[Extracted data entries]

+++

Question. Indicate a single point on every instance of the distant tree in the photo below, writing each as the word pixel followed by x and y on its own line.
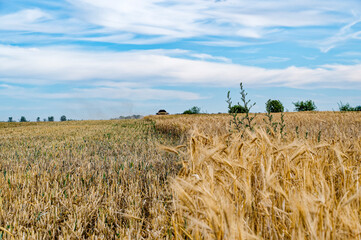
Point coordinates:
pixel 346 107
pixel 308 105
pixel 193 110
pixel 23 119
pixel 274 106
pixel 237 109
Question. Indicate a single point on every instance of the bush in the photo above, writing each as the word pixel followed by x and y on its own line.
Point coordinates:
pixel 23 119
pixel 305 106
pixel 274 106
pixel 193 110
pixel 237 109
pixel 347 107
pixel 358 108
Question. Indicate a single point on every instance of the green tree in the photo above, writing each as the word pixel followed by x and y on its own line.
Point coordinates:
pixel 23 119
pixel 193 110
pixel 308 105
pixel 274 106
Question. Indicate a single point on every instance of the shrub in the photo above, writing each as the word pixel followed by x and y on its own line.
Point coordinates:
pixel 347 107
pixel 193 110
pixel 246 121
pixel 308 105
pixel 237 109
pixel 23 119
pixel 274 106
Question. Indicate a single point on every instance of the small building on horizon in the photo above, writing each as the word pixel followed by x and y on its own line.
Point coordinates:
pixel 162 112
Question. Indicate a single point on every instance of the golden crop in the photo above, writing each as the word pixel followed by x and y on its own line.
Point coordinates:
pixel 113 179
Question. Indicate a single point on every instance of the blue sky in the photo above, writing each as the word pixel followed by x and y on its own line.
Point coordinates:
pixel 99 59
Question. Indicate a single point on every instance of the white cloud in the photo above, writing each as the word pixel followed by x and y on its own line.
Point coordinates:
pixel 345 33
pixel 159 21
pixel 145 70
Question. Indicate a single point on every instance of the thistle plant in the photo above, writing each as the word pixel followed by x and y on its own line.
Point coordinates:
pixel 246 121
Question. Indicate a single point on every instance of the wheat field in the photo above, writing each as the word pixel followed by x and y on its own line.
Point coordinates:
pixel 182 177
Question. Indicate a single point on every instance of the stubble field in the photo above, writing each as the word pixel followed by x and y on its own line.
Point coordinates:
pixel 182 177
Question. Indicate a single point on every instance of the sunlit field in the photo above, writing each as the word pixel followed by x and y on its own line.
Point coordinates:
pixel 182 177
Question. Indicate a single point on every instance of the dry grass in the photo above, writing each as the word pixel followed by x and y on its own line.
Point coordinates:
pixel 262 186
pixel 77 180
pixel 110 179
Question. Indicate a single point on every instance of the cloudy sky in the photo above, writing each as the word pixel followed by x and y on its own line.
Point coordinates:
pixel 98 59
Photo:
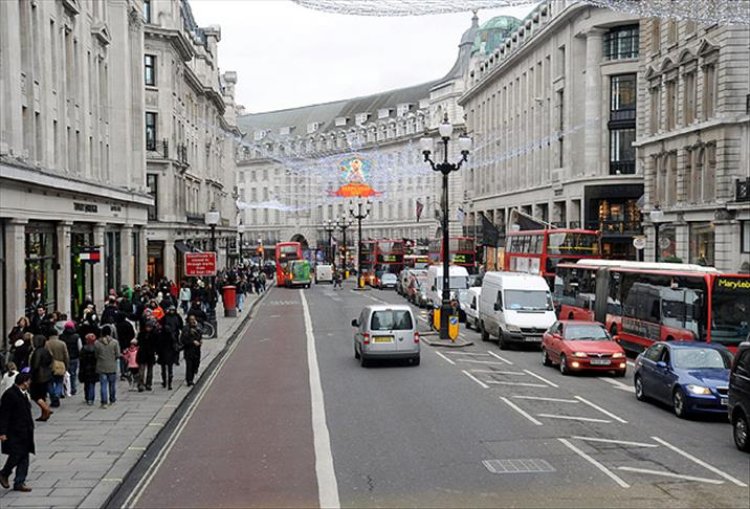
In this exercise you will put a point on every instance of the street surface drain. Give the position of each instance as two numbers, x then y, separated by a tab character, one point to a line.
518	466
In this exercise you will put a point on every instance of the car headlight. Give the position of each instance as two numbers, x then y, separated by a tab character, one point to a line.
699	389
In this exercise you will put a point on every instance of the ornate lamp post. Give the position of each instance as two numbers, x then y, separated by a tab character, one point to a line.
445	168
360	212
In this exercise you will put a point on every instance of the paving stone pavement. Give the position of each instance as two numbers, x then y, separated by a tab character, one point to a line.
84	452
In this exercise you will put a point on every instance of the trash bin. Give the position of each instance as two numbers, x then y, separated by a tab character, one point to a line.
229	298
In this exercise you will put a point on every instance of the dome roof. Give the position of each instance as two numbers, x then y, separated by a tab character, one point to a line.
492	34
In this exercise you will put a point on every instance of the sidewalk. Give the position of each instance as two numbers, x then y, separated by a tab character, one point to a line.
84	452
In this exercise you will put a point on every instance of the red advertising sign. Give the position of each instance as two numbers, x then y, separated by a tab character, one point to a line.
200	264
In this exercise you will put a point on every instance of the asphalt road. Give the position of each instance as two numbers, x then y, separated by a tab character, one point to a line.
475	427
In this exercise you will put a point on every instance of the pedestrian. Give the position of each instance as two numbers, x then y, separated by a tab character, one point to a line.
73	342
147	339
40	364
107	354
191	344
16	433
87	368
60	361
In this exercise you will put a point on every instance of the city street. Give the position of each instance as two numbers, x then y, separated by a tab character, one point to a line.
472	427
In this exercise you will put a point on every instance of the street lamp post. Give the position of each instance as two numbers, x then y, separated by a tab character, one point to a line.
445	168
359	216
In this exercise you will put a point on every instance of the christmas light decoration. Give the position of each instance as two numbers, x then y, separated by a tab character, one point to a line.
703	11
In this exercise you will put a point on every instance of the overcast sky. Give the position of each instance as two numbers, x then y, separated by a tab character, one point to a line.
288	56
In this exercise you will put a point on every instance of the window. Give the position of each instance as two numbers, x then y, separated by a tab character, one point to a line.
621	42
149	62
150	131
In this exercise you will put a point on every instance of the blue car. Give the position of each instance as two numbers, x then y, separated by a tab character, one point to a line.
691	376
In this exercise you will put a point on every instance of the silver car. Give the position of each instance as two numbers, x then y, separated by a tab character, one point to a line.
386	332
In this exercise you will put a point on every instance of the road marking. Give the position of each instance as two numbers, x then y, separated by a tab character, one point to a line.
572	418
520	411
700	462
557	400
542	379
597	407
670	474
608	441
517	384
328	490
446	358
618	384
484	385
496	356
598	465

+++

The output must be every line of the records, printed exactly, with the pictures omitted.

Question. Indicate a single point on every instance of the distant tree in the photo below, writing each as the word pixel followed by x and y on its own line.
Point coordinates:
pixel 346 107
pixel 308 105
pixel 193 110
pixel 23 119
pixel 274 106
pixel 237 109
Question. Indicate a single point on every instance of the bush in the photo above, writing each as the word pixel followed by x and y on its own line.
Point coordinates:
pixel 23 119
pixel 305 106
pixel 274 106
pixel 193 110
pixel 237 109
pixel 347 107
pixel 358 108
Question. Indicate a single point on every instance of the green tree in the photo above, writing each as the word pixel followed by x and y on its own line.
Point coordinates:
pixel 23 119
pixel 193 110
pixel 308 105
pixel 274 106
Question. Indicate a single point on every instance of the shrub in the photo above, writing each as the word pixel followed by x and y on its own line.
Point coordinates:
pixel 347 107
pixel 193 110
pixel 246 121
pixel 308 105
pixel 237 109
pixel 23 119
pixel 274 106
Question. Indicate a single point on every instance of the small building on horizon in the photo above, writing each as the word pixel followed by x and y on its own line.
Point coordinates:
pixel 162 112
Question. Indicate a single point on every instance of the golden crop in the photo above, writing each as the word pixel followed by x and y on its own line.
Point coordinates:
pixel 113 179
Question. Indicate a single point on every instance of the blue sky in the photo above, writing each as the word pixel followed by x and y on its own line.
Point coordinates:
pixel 99 59
Question. Indicate a single point on every instance of the white cloud in the photo above, writing each as the word pixel followed by x and y on its own line.
Point coordinates:
pixel 345 33
pixel 159 21
pixel 145 70
Question. Indicate a single point on every instance of the thistle plant in the photo above, writing each as the word pixel followed by x and y on its own line.
Point coordinates:
pixel 246 121
Question. Indicate a single point on every instance of the wheat field in the photo above, writing each as the word pixel followed by x and y on its own line.
Point coordinates:
pixel 182 177
Question. Indicate a single point on every instance of the stubble field in the photo above, writing each as the word pixel followed by x and y on its own line.
Point coordinates:
pixel 182 177
Question. Indicate a single point on every instance of the sunlit field in the photo above, writing each as the word pixel followed by x and y on its own line.
Point coordinates:
pixel 182 177
Question. Indicate a single point on every instance of the dry grass in the photo above, writing each as the word pixel followed by x and y on its own line.
Point coordinates:
pixel 262 186
pixel 77 180
pixel 110 179
Question. Indicate a single point on every instance of the cloudy sky in the photo above, writing each as the word pixel followed by x and y on its own line.
Point coordinates:
pixel 98 59
Photo:
In this exercise you will put a point on every instance of the street surface drain. Give the position of each instance as two numbers, x then y, separated by a tab character, one point to a line.
518	466
In this exercise you will put a point on every instance of the car headlight. Give the position of each instance as two numbers, x then y, separated by a tab character, one point to a line.
699	389
In this exercise you will put a point on every instance of the ornate lamp post. Give the position of each instance as two numbers, x then y, separated by a tab character, one point to a line.
445	168
360	212
In this exercise you will put a point on every instance of the paving stone pavement. Give the position of each instance as two numbers, x then y, separated by a tab character, one point to a line.
84	452
In this exercise you will put a point on every instance of the trash bin. Give the position of each instance as two numbers, x then y, separated by a tab character, one point to a line.
229	298
In this exercise you will put a point on every instance of the dome roof. Give the position of each instance as two numbers, x then y, separated by a tab character, one point to a line.
492	34
In this exercise you will put a point on every instance of the sidewalk. Give the position of each instance as two numbers, x then y, separated by a tab character, one point to a line.
84	452
In this exercise you will put a point on every instance of the red advertising sign. Give the position of each instance as two numbers, x then y, separated by a tab character, one point to a line.
200	264
In this exercise you will put a point on every instance of the asphalt road. Give the position of each instance as two numbers, x then y, separated by a tab character, one point to a line.
475	427
In this exercise you will put a point on every instance of the pedestrian. Give the position of each instance as two numbers, x then y, separated by a tab character, one point to a line.
73	342
147	339
40	364
107	354
191	344
16	433
87	368
60	361
In this exercise you will put a point on every instance of the city street. Give the position of each instance as two numbers, x then y, separated by a tab character, one point to a line.
472	427
In this exercise you will put a point on every instance of the street lamp post. Give the position of each instance as two numbers, x then y, separated by a tab character, one point to a line.
445	168
359	216
In this exercise you will put a point on every instance of the christmas light decoration. Give the position of each instance as two numbers, x then y, separated by a tab character, one point to a line.
703	11
In this exercise you will put a point on every instance of the overcast sky. Give the position of each instance as two numbers, x then y, separated by a tab character, one point to a line.
288	56
In this exercise you will put a point on every instance of the window. Give the position of each instance as two numbers, x then y, separated by a tab character, one point to a line.
621	42
149	62
150	131
In this exercise you will put a point on every instance of the blue car. Give the position of each instance as two numbers, x then y, separated by a tab character, one point to a line.
691	376
In this exercise you will put a point on every instance of the silver car. Give the position of each instance as two numbers, x then y, separated by a tab character, one point to a line.
386	332
In this exercise you will put a point on every instance of the road marking. Give the position of each instance as two numbers, x then y, separated by a tab character, one point to a line.
572	418
520	411
700	462
557	400
542	379
597	407
670	474
608	441
517	384
328	490
446	358
618	384
484	385
496	356
598	465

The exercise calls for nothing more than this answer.